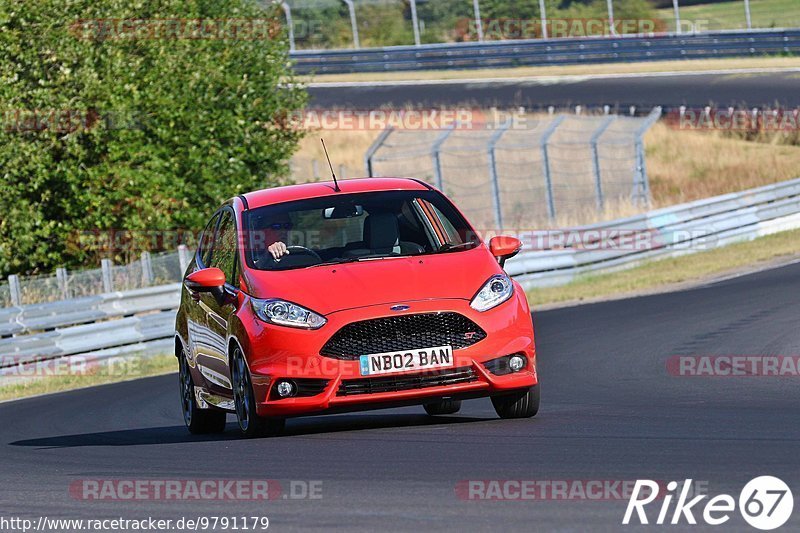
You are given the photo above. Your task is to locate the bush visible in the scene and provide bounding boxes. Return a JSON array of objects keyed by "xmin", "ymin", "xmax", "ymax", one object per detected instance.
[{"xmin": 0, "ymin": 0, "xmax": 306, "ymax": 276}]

--------------------------------------------------

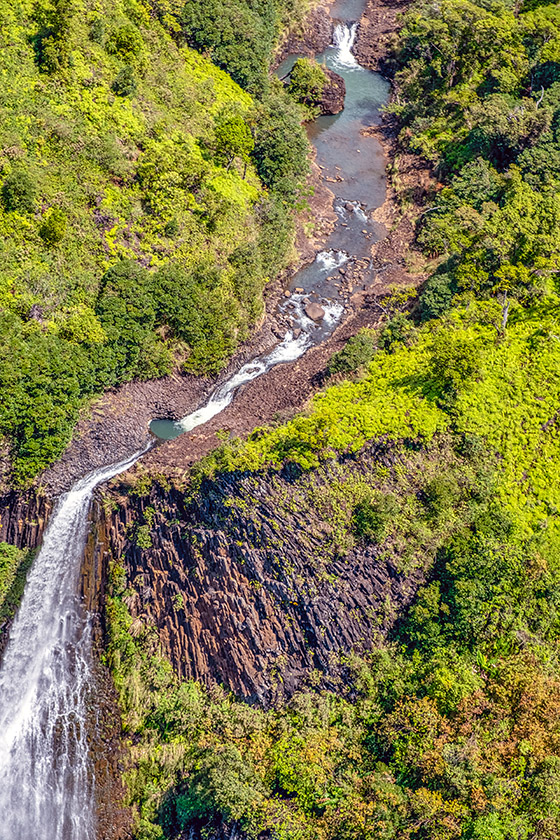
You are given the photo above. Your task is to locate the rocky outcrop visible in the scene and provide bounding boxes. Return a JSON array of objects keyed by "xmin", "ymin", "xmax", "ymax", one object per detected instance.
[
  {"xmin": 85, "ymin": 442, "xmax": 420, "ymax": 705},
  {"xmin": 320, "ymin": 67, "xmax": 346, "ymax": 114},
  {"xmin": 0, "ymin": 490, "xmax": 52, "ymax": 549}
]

--------------------------------------------------

## WHAT YOU WILL DO
Return every line of the listing above that contains the string "object". Case counts.

## SOLUTION TO THE EXERCISE
You are given the photo above. Your task is to locate the bush visible in the scene and provide bounding boxes. Return a JSON array of objects keyed by "xmin", "ymin", "xmax", "ymax", one object per detected instance.
You are given the photo above. Your task is to locate the rocky outcrop visible in the scene and provide bounding boxes. Return a JSON array of objects keyed by "xmin", "ymin", "xmax", "ymax", one object per detected instance.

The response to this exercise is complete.